• _Text for analysis_
The root of the band’s distinctiveness lies in its diversity. BLK JKS are a black rock band from a country in which rock music has always been the domain of white folks (they are steadily changing that fact). The two founders and guitarists, Mpumi Mcata and Linda Buthelezi, grew up on the same street in Johannesburg’s East Rand district, teaching themselves guitar and initially forming the band in 2000. Four years later, they recruited bassist Molefi Makananise and drummer Tshepang Ramoba, both from Soweto and session players with jazz-heavy backgrounds to sure up the rhythm section.

 

Each of the four hails from a distinct South African language group and culture: Mpumi is Xhosa, Molefi is Tswana, Linda is Zulu, and Tshepang is Pedi. There are commonalities among those languages and the band members all speak English, but Tshepang says their barriers actually helped them click musically at the outset.

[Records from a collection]
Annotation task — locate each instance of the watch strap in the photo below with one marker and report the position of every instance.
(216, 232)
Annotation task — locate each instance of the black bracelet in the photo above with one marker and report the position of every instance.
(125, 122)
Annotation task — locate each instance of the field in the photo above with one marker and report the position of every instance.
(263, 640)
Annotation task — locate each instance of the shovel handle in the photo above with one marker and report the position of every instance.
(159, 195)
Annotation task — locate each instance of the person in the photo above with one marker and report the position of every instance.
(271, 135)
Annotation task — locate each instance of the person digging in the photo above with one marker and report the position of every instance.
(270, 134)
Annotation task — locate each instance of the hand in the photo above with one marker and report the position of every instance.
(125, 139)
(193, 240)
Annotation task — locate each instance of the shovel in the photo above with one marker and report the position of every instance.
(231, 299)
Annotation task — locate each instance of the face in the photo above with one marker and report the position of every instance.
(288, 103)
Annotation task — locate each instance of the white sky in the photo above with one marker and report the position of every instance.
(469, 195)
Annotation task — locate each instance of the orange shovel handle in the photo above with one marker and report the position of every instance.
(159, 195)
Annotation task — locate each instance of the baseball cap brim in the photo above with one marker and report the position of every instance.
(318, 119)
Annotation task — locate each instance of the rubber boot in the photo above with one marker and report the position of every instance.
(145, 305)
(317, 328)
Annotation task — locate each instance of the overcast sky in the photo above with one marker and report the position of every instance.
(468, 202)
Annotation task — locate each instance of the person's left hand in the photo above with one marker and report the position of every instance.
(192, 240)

• _Directions_
[A] Echo the passage about BLK JKS word for word, from "Each of the" to "at the outset.".
[B] According to the passage about BLK JKS, in what year did the founders first form the band?

• _Solutions for each task_
[A]
Each of the four hails from a distinct South African language group and culture: Mpumi is Xhosa, Molefi is Tswana, Linda is Zulu, and Tshepang is Pedi. There are commonalities among those languages and the band members all speak English, but Tshepang says their barriers actually helped them click musically at the outset.

[B] 2000